╭─ LISTED ENTRIES

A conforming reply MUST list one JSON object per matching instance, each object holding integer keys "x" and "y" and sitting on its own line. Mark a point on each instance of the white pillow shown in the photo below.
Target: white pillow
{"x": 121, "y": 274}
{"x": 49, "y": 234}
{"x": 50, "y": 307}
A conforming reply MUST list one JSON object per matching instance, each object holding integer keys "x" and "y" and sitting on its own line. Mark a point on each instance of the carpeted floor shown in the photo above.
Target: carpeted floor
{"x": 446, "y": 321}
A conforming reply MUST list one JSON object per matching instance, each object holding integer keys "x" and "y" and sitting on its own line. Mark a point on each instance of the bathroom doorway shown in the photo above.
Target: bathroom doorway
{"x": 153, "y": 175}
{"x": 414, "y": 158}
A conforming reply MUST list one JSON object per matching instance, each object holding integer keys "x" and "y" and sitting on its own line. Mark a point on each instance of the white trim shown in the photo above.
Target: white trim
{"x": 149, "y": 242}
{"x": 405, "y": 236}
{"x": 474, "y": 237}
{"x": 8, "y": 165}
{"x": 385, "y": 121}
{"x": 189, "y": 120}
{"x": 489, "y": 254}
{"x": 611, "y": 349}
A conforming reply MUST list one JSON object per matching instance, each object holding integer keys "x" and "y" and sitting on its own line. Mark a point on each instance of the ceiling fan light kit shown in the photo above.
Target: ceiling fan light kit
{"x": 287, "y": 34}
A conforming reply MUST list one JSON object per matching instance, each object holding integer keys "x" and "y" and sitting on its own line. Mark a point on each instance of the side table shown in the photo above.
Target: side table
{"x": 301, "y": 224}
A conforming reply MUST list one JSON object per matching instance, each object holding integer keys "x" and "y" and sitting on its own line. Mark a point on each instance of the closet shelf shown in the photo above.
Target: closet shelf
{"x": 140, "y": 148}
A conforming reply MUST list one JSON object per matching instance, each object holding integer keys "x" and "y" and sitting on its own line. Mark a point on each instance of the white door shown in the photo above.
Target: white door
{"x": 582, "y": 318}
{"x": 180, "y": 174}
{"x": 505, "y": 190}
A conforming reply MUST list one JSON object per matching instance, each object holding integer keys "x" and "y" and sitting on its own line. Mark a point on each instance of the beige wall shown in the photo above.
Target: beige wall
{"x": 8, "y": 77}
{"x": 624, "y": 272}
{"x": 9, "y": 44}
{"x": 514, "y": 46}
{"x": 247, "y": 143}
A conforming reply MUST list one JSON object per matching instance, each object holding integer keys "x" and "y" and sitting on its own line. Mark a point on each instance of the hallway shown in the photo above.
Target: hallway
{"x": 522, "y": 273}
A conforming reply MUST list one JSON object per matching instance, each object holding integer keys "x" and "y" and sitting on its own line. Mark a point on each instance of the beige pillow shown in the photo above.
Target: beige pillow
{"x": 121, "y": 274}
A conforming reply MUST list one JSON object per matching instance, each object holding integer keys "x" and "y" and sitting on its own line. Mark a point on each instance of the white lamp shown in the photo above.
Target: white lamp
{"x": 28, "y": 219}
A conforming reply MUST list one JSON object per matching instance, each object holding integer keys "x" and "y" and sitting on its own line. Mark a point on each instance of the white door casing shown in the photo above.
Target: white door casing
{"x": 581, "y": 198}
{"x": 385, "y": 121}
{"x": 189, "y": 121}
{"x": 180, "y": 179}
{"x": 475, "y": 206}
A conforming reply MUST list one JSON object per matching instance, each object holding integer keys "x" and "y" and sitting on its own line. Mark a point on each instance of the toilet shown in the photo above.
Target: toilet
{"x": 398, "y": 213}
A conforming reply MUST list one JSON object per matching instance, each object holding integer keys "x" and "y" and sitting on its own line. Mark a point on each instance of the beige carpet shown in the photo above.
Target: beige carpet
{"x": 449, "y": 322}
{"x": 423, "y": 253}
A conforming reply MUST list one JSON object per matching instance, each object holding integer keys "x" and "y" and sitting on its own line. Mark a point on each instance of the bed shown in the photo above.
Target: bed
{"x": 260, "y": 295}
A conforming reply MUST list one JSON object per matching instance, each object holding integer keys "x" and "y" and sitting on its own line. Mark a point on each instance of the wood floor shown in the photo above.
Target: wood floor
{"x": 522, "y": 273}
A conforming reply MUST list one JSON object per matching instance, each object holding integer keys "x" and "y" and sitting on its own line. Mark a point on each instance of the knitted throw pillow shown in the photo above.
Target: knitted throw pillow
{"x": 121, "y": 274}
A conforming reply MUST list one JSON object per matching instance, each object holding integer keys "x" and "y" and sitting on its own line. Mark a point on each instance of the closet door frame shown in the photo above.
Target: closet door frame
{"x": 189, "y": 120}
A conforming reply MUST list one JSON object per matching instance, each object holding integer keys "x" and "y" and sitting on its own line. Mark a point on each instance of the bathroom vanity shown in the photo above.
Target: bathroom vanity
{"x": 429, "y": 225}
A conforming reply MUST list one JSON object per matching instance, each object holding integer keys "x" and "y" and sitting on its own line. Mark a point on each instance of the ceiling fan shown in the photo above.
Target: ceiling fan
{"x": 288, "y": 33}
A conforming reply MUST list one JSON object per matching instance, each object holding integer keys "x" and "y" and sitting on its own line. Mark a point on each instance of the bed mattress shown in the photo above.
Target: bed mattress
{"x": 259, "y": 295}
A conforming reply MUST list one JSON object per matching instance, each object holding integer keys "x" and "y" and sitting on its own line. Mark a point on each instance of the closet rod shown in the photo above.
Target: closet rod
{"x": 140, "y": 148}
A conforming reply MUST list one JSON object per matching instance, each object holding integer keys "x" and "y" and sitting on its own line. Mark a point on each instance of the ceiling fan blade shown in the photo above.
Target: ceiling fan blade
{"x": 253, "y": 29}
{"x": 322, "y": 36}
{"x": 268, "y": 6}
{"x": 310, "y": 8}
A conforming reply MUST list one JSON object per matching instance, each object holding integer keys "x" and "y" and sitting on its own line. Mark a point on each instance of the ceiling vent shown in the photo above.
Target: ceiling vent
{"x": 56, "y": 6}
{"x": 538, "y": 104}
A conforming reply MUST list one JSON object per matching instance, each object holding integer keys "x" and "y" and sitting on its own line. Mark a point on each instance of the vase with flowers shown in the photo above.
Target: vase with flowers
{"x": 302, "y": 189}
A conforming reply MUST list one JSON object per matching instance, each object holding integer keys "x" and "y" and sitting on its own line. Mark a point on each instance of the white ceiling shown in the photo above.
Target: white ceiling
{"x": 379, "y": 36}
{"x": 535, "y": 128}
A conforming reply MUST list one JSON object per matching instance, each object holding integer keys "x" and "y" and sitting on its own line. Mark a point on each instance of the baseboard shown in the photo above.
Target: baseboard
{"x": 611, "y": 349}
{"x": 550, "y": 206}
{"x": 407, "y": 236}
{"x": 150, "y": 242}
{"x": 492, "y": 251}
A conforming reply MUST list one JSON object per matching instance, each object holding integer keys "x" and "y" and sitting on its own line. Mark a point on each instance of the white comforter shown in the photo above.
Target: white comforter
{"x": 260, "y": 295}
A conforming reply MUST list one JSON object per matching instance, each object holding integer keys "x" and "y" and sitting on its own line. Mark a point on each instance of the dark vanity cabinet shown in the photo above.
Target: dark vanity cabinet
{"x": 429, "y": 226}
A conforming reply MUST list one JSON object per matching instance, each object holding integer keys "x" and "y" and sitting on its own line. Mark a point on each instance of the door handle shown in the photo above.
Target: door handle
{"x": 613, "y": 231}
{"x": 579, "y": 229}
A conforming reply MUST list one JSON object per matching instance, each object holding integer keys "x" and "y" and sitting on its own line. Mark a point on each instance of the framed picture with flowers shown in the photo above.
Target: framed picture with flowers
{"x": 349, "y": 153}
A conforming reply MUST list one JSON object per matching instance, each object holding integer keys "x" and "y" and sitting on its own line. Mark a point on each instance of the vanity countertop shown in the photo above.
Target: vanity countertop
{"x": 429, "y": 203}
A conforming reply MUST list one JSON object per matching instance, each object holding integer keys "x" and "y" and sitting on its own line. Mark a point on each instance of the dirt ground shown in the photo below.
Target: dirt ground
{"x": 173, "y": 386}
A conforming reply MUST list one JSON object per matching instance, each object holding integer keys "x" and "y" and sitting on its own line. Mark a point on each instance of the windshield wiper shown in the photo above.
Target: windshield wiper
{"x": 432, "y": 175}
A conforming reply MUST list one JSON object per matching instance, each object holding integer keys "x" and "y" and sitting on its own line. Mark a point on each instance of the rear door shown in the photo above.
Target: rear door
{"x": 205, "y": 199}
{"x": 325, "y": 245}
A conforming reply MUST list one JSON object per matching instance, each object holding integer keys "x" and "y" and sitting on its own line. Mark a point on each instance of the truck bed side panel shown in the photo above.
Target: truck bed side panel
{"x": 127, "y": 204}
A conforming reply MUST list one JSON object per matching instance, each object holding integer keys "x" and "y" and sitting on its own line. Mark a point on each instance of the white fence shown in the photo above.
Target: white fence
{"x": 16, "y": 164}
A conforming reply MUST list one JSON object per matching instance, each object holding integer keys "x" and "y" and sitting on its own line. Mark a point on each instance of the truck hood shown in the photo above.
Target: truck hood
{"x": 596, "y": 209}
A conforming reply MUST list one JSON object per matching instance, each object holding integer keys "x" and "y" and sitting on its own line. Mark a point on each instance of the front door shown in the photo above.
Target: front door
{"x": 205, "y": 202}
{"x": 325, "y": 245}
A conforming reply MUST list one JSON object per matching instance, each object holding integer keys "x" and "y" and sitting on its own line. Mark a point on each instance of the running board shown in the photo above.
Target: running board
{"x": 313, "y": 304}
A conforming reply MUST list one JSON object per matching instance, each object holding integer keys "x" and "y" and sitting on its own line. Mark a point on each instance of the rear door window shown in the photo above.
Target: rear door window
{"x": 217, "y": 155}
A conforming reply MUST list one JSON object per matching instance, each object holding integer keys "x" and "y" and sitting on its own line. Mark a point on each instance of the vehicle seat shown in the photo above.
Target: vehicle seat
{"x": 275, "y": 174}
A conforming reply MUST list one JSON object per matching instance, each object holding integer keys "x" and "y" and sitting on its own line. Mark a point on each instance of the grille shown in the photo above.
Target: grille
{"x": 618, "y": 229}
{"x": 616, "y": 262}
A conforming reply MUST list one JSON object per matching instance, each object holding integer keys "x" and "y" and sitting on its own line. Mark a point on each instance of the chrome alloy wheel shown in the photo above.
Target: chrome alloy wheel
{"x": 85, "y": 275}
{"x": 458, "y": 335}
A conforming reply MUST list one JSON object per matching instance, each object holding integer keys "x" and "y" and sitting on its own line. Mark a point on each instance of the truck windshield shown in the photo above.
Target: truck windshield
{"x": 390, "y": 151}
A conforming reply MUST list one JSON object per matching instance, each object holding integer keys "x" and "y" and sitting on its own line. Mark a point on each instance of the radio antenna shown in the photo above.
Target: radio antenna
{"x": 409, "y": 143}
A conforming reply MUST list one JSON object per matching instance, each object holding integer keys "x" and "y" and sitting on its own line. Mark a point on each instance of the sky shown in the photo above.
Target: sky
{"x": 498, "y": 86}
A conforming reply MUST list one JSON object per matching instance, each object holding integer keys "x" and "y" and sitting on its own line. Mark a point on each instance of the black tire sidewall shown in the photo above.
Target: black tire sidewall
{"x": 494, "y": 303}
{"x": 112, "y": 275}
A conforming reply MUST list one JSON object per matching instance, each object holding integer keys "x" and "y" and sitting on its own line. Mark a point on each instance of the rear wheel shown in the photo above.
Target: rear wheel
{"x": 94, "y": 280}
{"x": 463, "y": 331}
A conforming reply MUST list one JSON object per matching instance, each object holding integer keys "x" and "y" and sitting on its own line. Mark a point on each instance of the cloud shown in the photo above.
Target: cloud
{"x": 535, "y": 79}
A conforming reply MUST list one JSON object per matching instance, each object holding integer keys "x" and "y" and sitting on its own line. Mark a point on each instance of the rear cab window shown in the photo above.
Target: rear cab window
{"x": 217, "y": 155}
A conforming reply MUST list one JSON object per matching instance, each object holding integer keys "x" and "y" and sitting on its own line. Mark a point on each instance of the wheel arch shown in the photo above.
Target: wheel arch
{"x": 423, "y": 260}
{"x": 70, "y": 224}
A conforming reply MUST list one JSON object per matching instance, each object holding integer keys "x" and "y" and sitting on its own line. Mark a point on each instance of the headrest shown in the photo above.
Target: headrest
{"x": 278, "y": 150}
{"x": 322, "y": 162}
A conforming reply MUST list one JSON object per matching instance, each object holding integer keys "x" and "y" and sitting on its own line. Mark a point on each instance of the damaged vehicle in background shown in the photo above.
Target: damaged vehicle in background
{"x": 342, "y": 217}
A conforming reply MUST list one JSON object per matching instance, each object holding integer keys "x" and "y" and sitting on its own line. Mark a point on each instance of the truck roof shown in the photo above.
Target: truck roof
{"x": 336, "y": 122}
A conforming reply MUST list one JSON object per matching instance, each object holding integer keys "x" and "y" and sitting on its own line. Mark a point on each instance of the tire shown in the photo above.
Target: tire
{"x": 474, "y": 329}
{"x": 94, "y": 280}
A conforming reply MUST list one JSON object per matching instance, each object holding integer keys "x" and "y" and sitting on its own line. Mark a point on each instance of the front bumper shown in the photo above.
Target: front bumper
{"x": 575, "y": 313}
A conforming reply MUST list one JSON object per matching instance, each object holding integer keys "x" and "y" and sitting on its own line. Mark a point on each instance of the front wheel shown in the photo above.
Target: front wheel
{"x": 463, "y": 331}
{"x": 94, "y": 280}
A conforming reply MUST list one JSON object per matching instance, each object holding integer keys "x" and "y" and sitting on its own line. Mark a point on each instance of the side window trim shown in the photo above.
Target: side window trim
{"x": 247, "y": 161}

╰─

-- TASK STATEMENT --
Could you convert the records, from the line containing "window trim shown in the photo above." through the end of the records, into a Markdown table with columns named Row and Line, skipping blank lines?

-- FULL ANSWER --
| Row | Line |
|---|---|
| 1 | A conforming reply MUST list one JSON object per matching instance, each object holding integer keys "x" and "y" and sitting on its own line. Mark a point on each instance of the side window trim shown in the photo above. |
| 2 | Target: side window trim |
| 3 | {"x": 247, "y": 161} |